Segment Start: SUPPLIED MATERIAL

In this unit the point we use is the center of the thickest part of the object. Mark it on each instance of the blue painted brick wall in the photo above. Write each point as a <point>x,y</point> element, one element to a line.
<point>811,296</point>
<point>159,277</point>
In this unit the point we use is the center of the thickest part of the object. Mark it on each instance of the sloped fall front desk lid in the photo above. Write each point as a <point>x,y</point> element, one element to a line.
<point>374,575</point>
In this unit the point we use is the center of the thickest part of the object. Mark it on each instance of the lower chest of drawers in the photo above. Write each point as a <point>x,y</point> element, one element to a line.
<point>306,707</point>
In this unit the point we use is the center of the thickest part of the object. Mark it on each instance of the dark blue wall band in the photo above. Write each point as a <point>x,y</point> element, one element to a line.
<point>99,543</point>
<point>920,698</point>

Segment End: SUPPLIED MATERIAL

| EXERCISE |
Copy out all of the records verbatim.

| RESPONSE TO THE TASK |
In this unit the point we use is the center of the thickest part of the object. Mark it on each instance of the blue painted brick wall in the photo above. Write each point as a <point>x,y</point> element, one element to a line.
<point>811,296</point>
<point>159,277</point>
In this unit the point we use is the center of the thickest part of the object. Mark it on each instance of the sloped fall front desk lid in the photo above. Write each point as a <point>x,y</point> element, one element to a line.
<point>374,575</point>
In this unit the point we use is the center of the thickest part of the object. Mark it on each instance of the lower chest of drawers in the photo above. Write each point as a <point>x,y</point> element, one element to a line.
<point>306,707</point>
In this unit the point we use is the center of the thickest part of the object. Mark it on each instance of the dark blue wall band in the photo above. Write each point as a <point>x,y</point> element, one element to a line.
<point>99,543</point>
<point>920,698</point>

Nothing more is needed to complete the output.